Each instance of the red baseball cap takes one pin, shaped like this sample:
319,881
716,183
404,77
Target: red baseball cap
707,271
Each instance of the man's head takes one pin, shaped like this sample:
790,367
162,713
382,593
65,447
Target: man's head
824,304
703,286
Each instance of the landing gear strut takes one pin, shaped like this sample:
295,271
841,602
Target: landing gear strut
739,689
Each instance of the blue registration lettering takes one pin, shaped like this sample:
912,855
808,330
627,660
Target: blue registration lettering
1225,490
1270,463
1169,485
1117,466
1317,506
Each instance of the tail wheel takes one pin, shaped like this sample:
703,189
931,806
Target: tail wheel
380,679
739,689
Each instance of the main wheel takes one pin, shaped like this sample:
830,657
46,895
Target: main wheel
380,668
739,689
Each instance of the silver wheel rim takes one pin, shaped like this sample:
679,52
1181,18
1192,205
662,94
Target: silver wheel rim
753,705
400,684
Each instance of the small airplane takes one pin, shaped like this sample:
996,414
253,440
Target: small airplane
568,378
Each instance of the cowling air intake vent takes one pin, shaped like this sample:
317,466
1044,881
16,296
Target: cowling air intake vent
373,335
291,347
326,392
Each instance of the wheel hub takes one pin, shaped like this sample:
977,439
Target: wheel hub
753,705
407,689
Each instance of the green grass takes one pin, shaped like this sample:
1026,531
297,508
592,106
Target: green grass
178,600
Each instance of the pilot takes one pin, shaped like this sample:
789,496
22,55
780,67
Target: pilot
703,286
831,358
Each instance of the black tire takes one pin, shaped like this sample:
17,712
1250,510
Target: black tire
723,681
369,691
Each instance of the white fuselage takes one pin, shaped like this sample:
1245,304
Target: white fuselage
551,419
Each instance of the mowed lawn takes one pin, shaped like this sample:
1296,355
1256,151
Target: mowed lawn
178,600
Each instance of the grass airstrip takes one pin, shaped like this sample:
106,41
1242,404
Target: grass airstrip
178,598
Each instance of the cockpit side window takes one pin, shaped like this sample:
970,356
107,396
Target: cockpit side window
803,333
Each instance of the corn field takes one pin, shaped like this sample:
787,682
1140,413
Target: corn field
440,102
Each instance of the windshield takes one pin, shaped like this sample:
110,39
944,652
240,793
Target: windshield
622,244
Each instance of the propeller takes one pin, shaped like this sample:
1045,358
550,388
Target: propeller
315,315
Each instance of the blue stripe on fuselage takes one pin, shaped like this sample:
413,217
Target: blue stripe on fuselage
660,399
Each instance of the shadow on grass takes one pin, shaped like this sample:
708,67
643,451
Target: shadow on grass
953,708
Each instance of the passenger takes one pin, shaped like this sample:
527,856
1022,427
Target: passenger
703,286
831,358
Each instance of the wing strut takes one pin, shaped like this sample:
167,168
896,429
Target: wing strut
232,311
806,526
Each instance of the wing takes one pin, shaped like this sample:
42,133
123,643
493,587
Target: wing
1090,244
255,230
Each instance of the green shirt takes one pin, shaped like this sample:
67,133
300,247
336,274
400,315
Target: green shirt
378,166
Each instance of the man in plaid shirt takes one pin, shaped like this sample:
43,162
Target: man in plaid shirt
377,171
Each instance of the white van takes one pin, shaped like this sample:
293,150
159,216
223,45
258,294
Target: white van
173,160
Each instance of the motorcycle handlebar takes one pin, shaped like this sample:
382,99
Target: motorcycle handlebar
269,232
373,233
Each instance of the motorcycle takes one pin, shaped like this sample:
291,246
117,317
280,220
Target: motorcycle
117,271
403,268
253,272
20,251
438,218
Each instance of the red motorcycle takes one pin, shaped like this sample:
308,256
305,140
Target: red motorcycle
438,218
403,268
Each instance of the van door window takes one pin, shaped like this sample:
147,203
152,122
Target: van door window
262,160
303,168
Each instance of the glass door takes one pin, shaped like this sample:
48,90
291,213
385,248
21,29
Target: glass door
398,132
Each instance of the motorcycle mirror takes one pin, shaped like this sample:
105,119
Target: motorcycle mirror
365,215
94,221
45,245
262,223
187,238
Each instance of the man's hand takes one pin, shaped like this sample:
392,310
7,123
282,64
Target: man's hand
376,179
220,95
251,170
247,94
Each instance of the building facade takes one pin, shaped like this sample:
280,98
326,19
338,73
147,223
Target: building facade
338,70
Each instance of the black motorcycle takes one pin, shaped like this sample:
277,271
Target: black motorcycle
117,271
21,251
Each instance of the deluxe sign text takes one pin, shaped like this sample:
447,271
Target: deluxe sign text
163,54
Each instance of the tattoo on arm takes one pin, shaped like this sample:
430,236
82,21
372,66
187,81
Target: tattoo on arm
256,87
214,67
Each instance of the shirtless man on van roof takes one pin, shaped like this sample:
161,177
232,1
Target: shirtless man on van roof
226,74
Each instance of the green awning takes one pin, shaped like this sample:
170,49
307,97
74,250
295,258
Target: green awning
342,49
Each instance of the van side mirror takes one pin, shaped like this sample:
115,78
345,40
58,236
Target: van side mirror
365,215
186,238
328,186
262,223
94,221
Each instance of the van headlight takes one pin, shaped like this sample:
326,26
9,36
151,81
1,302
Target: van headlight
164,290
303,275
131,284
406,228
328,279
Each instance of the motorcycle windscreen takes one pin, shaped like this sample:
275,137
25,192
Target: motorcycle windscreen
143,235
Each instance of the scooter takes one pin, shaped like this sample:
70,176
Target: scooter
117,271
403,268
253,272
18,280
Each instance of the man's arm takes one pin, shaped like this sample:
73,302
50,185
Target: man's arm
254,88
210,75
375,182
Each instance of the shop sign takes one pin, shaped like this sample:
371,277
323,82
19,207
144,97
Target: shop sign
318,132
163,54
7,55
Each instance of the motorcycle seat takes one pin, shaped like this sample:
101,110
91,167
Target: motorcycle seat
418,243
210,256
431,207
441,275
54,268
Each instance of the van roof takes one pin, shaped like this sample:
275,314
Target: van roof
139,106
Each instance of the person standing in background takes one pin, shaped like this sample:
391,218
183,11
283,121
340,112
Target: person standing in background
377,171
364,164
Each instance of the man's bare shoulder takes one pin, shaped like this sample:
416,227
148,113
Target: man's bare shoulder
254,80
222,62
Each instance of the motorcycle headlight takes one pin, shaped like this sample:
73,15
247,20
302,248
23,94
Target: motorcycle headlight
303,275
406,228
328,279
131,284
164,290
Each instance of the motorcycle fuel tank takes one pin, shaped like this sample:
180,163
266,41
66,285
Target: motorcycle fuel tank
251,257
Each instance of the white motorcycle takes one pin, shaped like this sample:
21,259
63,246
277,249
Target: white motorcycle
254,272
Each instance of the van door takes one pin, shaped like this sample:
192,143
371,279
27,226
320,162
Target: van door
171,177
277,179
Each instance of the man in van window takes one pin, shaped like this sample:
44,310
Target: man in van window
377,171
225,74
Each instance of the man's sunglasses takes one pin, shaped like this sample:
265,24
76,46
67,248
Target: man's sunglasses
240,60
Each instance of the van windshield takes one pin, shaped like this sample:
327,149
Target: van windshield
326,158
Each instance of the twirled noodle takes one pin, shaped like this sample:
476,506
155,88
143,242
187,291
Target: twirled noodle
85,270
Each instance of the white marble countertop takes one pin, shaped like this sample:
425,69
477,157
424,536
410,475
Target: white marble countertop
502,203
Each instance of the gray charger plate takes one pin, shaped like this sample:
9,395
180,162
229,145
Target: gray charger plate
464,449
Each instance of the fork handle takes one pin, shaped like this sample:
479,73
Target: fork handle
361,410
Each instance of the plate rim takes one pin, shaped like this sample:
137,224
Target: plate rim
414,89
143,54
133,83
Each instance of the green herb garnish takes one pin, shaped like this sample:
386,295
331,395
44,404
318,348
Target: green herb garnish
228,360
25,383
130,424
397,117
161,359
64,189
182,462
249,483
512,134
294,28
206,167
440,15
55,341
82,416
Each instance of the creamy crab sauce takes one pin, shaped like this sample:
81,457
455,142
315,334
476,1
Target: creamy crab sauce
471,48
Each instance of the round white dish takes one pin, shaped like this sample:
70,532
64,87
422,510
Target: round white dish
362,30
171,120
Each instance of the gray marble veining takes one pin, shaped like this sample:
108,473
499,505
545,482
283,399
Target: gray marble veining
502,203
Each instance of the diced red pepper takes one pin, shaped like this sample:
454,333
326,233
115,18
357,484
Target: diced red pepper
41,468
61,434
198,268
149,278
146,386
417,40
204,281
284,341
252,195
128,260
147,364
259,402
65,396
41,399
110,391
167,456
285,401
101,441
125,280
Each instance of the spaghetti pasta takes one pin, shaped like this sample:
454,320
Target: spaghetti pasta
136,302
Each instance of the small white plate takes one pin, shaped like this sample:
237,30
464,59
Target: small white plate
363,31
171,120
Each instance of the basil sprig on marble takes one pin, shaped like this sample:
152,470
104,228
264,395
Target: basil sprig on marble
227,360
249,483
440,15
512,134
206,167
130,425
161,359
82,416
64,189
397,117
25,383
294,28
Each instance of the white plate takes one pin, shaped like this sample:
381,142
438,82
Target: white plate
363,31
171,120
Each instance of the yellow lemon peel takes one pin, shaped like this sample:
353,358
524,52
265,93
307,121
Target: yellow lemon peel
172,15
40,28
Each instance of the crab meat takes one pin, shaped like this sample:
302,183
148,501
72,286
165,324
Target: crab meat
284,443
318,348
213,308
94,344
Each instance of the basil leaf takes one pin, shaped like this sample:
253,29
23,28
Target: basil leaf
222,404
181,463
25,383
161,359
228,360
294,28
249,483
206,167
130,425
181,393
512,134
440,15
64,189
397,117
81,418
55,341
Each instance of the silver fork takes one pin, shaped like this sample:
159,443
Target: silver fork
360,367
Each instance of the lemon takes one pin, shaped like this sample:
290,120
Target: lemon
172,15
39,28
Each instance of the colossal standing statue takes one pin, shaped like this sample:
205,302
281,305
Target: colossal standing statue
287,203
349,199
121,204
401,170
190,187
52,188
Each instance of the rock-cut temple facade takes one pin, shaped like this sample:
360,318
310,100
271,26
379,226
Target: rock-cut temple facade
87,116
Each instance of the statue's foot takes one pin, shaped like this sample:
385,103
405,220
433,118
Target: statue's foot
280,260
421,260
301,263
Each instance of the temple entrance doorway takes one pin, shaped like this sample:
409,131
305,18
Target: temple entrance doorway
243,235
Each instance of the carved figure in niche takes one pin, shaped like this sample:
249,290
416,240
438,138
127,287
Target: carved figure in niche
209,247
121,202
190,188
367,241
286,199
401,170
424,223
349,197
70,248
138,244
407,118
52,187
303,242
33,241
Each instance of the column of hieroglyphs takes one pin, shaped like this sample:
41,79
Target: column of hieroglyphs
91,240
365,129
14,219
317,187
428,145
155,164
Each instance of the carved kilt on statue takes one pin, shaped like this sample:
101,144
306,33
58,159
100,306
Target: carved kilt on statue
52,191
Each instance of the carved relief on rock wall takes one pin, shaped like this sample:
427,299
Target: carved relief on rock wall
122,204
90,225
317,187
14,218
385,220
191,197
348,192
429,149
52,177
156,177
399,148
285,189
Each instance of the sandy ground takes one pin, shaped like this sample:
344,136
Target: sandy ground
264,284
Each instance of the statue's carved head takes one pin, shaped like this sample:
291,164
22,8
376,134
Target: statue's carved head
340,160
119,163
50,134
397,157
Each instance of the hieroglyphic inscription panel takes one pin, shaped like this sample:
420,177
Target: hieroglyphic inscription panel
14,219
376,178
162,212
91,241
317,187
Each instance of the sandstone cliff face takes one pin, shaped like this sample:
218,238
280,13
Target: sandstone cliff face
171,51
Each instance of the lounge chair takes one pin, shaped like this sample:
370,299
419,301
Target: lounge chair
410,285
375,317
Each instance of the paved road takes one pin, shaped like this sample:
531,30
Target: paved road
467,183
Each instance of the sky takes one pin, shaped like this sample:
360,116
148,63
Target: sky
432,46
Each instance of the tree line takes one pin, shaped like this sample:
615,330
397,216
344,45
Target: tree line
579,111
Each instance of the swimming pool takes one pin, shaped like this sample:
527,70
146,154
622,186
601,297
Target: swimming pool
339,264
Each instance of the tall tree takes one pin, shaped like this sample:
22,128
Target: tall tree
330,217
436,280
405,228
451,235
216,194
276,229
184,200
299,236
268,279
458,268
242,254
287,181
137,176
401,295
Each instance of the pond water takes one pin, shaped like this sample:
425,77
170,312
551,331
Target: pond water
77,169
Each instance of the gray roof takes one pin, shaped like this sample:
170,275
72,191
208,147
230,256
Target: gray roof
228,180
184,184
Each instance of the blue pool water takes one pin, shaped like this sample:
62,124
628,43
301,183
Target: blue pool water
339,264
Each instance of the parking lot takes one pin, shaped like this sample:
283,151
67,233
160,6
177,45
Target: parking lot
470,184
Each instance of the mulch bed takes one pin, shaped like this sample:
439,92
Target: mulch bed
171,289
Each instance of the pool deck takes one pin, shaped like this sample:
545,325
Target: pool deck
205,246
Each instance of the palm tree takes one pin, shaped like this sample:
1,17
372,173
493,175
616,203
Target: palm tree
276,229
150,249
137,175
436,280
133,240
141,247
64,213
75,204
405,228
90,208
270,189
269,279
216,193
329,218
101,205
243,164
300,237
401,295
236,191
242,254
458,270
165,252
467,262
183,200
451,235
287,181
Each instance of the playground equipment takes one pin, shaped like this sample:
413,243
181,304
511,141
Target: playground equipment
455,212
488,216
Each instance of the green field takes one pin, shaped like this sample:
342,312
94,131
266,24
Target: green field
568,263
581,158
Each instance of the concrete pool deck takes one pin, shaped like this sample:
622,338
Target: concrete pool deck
......
WORK TO DO:
Reproduce only the lines between the line containing "Each instance of the blue pool" and the last line of the records, those two lines included, exactly.

ANSWER TO THE EXERCISE:
Each instance of the blue pool water takes one pin, shaped like this sample:
62,124
628,43
301,183
Target: blue pool water
339,264
Each instance of the parking lot takes one pin, shaped like this sample:
283,151
67,233
160,6
177,45
Target: parking lot
470,184
Each instance of the mulch bed takes one pin, shaped like this sample:
439,92
Target: mulch bed
171,289
Each instance of the pool deck takes one pin, shaped like this sample:
545,325
Target: pool deck
205,246
Each instance of the palm tree takes one pin, shaped like this sample:
1,17
372,173
493,175
616,203
Target: palm tree
276,229
150,249
137,175
436,280
133,240
141,247
64,213
75,204
405,228
90,208
270,189
269,279
216,193
329,218
101,205
243,164
300,237
401,295
236,191
242,254
458,270
165,252
467,262
183,200
451,235
287,181
Each instance of the playground equipment takes one pin, shaped like this sample:
413,243
181,304
511,141
Target: playground equipment
455,212
488,216
Each instance of the green field takes one pin, shaped like this sample:
342,312
94,131
266,24
Target: green field
568,263
581,158
Each instance of the concrete pool deck takes one pin, shaped like this sample:
622,338
Target: concrete pool deck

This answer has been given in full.